ÉNONCÉ:
Répondez à ces questions d'après le passage sur Charlemagne et l'école.
1. Pour quel chanteur Robert Gall a-t-il écrit "La Mamma" ?
2. En quelle année l'empereur promulgue-t-il le capitulaire Admonitio generalis ?
3. Quel savant anglo-saxon est nommé parmi les érudits de la cour ?

PASSAGE CHOISI:
· · · · · · ·

Qui a eu cette idée folle ? C’est sans doute Robert Gall, le parolier de chansons à succès. Il a écrit "Au voleur" pour Magalie Noël, "Les Amants merveilleux" pour Édith Piaf et surtout "La Mamma" pour Charles Aznavour. En 1964, Robert Gall est très inspiré quand il écrit les paroles d’une chanson pour sa fille, France Gall :
"Qui a eu cette idée folle
Un jour d'inventer l'école
C'est ce sacré Charlemagne
Sacré Charlemagne"
L’inspiration est là, car il y a en effet un peu de sacré dans les écoles carolingiennes, qu’il s’agisse de Saint-Martin de Tours ou, en Suisse, de l’abbaye de Saint-Gall. Mais qui a eu cette idée folle, un jour, d’inventer les profs ?
Un renouveau de l’école sous les Carolingiens ?
La Renaissance carolingienne ou réforme carolingienne évoque le changement dans le domaine culturel et ecclésiastique, initié par Pépin le Bref, père de Charlemagne, puis poursuivi par Charlemagne lui-même. À la cour, Charlemagne s’entoure d’érudits et de lettrés venus de toute l’Europe, comme le savant anglo-saxon Alcuin. En 789, l’empereur promulgue le capitulaire Admonitio generalis, qui impose la création d’une école dans chaque évêché et propose un programme d’apprentissage détaillé qui vise à améliorer l'enseignement. Bien que Charlemagne n’ait pas inventé l’école, contrairement à une légende tenace, la réforme carolingienne est bien un moment fondateur pour les institutions scolaires. "Dans ce capitulaire, Charlemagne veut que chaque paroisse corresponde à une école. Ce dernier n’a pas inventé le principe de l'école, mais il a l'idée d'une généralisation de celle-ci, qui doit être accessible à tout chrétien, et pas simplement à ceux qui se destinent au sacerdoce ou à reprendre la charge de prêtre de leur père.", précise Marie-Céline Isaïa.

· · · · · · ·

DONNÉES:
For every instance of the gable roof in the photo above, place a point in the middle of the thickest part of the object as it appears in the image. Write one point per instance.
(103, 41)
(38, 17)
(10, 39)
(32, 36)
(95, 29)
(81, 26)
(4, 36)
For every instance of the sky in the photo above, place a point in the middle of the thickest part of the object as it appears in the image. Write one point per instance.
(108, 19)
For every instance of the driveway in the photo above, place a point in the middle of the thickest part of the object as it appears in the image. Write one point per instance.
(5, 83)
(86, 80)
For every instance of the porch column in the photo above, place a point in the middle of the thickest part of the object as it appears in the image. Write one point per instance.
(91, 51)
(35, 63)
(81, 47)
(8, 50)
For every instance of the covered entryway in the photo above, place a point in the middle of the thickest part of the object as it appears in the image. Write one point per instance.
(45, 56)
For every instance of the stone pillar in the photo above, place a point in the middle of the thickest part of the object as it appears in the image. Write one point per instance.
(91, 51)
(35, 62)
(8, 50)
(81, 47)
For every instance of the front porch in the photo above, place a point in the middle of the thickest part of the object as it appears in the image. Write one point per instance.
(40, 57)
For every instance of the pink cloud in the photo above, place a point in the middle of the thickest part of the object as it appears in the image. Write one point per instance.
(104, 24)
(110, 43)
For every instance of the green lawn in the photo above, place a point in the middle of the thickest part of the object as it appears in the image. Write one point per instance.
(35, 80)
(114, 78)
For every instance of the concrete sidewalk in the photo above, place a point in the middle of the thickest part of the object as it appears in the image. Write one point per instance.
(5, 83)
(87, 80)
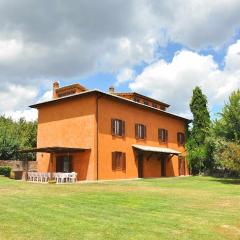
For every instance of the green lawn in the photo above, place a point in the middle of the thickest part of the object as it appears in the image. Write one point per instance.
(167, 208)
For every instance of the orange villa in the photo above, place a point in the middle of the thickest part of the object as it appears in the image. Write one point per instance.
(109, 135)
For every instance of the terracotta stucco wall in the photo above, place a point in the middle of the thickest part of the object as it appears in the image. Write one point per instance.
(69, 124)
(109, 109)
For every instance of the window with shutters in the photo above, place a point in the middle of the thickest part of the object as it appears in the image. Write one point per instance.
(140, 131)
(118, 127)
(118, 161)
(180, 138)
(162, 135)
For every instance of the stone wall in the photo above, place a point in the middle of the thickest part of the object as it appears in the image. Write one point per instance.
(18, 165)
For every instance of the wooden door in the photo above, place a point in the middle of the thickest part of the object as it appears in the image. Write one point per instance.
(140, 165)
(64, 163)
(163, 166)
(181, 165)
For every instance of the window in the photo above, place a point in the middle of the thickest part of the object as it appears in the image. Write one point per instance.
(180, 138)
(154, 105)
(118, 161)
(140, 131)
(118, 127)
(162, 135)
(136, 99)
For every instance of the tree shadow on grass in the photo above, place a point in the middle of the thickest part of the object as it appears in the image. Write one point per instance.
(234, 181)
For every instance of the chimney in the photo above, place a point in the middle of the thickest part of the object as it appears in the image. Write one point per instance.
(55, 87)
(111, 90)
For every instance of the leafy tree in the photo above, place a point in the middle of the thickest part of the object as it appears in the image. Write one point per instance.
(15, 135)
(196, 145)
(227, 135)
(227, 155)
(228, 126)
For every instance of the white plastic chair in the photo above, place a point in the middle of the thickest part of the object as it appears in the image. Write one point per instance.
(73, 177)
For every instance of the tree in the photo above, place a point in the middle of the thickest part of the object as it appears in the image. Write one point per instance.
(15, 135)
(196, 145)
(227, 135)
(227, 155)
(228, 126)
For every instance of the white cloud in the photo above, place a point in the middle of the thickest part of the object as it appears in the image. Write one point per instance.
(125, 75)
(13, 97)
(173, 82)
(62, 40)
(29, 114)
(9, 49)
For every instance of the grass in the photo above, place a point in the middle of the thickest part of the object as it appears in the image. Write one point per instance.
(167, 208)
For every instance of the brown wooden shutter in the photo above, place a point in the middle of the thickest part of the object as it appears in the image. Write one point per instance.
(123, 128)
(113, 127)
(136, 131)
(124, 161)
(114, 161)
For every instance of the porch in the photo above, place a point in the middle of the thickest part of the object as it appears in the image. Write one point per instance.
(59, 168)
(155, 162)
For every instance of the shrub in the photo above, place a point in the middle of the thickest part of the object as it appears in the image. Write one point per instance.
(5, 171)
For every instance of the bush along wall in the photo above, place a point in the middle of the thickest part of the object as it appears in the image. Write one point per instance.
(5, 171)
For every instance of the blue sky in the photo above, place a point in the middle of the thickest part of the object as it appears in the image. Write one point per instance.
(159, 48)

· · · · · · ·

RÉPONSE:
1. Charles Aznavour.
2. En 789.
3. Alcuin.